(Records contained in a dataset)

--- begin ---

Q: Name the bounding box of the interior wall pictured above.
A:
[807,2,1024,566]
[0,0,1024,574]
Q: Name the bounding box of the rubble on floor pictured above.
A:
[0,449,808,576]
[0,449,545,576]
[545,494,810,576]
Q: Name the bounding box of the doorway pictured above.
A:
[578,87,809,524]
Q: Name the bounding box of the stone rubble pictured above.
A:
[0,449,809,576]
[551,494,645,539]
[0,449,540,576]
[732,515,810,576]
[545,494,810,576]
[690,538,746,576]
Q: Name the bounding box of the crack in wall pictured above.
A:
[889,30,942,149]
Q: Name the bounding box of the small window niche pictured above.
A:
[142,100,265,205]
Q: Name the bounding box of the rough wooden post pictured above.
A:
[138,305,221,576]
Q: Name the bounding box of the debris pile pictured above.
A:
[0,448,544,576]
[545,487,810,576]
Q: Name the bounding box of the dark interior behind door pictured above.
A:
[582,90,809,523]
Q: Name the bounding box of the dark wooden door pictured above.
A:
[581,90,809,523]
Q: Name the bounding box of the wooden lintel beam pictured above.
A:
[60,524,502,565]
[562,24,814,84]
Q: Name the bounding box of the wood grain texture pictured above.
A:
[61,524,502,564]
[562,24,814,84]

--- end ---

[INSTRUCTIONS TO FOLLOW]: Reproduce every line of the data above, including the lines that ask for a box, and shift each bounding box by adding 11 to every one of its coordinates.

[ANSWER TO THIS EXERCISE]:
Q: Name the bounding box of the interior wall pictured above.
A:
[818,13,1035,577]
[11,11,1035,585]
Q: Name the bounding box of the rubble on floor pictured above.
A:
[11,460,819,587]
[11,460,556,587]
[556,505,821,587]
Q: Name the bounding box of the doorway pictured above.
A:
[589,98,820,535]
Q: Name the bounding box of the stone rubble pictured above.
A:
[11,460,820,587]
[562,505,656,550]
[11,460,551,587]
[743,526,821,587]
[556,505,821,587]
[701,549,757,587]
Q: Name the bounding box of the crack in wall pictured above.
A:
[900,41,953,160]
Q: Name the bounding box of the small window niche pictured above.
A:
[153,111,276,216]
Q: Name the bounding box of the rough wooden post pictured above.
A:
[149,316,232,587]
Q: Name the bounding box of the debris pile pictured above.
A:
[11,459,555,587]
[556,498,821,587]
Q: Name the bounding box of the dark interior behind door pictured above.
A:
[593,101,820,534]
Q: Name the bounding box of the dark wooden door pictured above.
A:
[592,101,820,534]
Q: Name the bounding box of the wooden lintel beam pictured above.
A:
[71,535,513,576]
[573,35,825,95]
Q: Name the bounding box of the wood grain texture pictured above.
A:
[72,535,513,575]
[573,35,825,95]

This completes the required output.